> [Source document]

****************

19.1.07 Interest free loans – IAS 39

Enquiry:

Issue-I

Many entities have continued financial support from their directors/ sponsors etc. in form of interest free loans. There are normally no determinable repayment terms.

IAS-39 requires:

Borrowings are initially recognized at fair value less attributable transaction cost. Subsequent to initial recognition, these are stated at amortized cost with any difference between cost and redemption value being recognized ‘ in profit or loss over the period of the borrowings on an effective interest basis.”

As per paragraph 47 of the Standard, all financial liabilities, with exception of certain liabilities specifically excluded by the standard from scope of the paragraph, are required to be measured at amortized cost using the effective interest method.

The normal treatment in the audited financial statements is through disclosure in the notes to the accounts with emphasis on the fact that repayment terms are not determinable.

lAS 1 requires:

15.     Financial statements shall present fairly the financial position, financial performance and cash flows of an entity. Fair presentation requires the faithful representation of the effects of transactions other events and conditions in accordance with the definitions and recognition criteria for assets, liabilities, income and expenses set out in the Framework The application of IFRSs, with additional disclosure when necessary, is presumed to result in financial statements that achieve a fair presentation.

16     An entity whose financial statements comply with IFRSs shall make an explicit and unreserved statement of such compliance in the notes. An entity shall not describe financial statements as complying with IFRSs unless they comply with all the requirements of IFRSs.

17    In virtually all circumstances, an entity achieves a fair presentation by compliance with applicable IFRSs. A fair presentation also requires an entity:

(a) to select and apply accounting policies in accordance with lAS 8 Accounting Policies, Changes in Accounting Estimates and Errors. lAS 8 sets out a hierarchy of authoritative guidance that management considers in the absence of an IFRS that specifically applies to an item.
(b) to present information, including accounting policies, in a manner that provides relevant reliable, comparable and understandable information.
(c) to provide additional disclosures when compliance with the specific requirements in IFRSs is insufficient to enable users to understand the impact of particular transactions, other events and conditions on the entity’s financial position and financial performance.

****************

> [Data segment]
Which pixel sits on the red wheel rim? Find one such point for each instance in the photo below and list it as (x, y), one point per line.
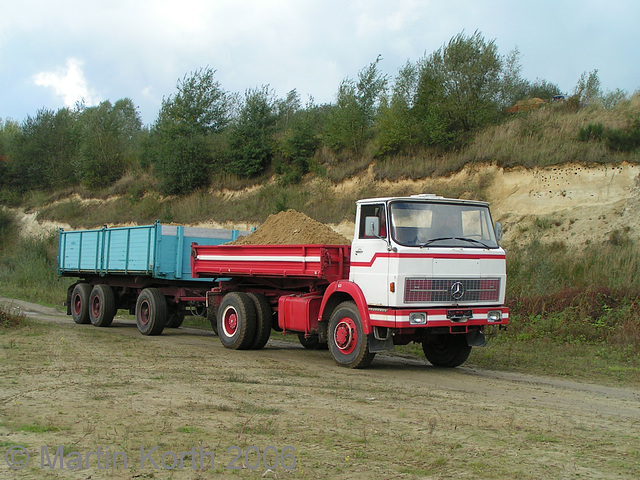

****************

> [Instruction 1] Translate this sentence from the interest-free loans enquiry into Spanish: "The normal treatment in the audited financial statements is through disclosure in the notes to the accounts with emphasis on the fact that repayment terms are not determinable."
> [Instruction 2] Rewrite the part of the interest-free loans enquiry starting with "Many entities have" and going on through "effective interest method.", with "carrying amount" in place of "amortized cost".

> [Full answer 1] El tratamiento habitual en los estados financieros auditados es mediante la revelación en las notas a las cuentas, haciendo hincapié en el hecho de que los términos de reembolso no son determinables.

> [Full answer 2]
Many entities have continued financial support from their directors/ sponsors etc. in form of interest free loans. There are normally no determinable repayment terms.

IAS-39 requires:

Borrowings are initially recognized at fair value less attributable transaction cost. Subsequent to initial recognition, these are stated at carrying amount with any difference between cost and redemption value being recognized ‘ in profit or loss over the period of the borrowings on an effective interest basis.”

As per paragraph 47 of the Standard, all financial liabilities, with exception of certain liabilities specifically excluded by the standard from scope of the paragraph, are required to be measured at carrying amount using the effective interest method.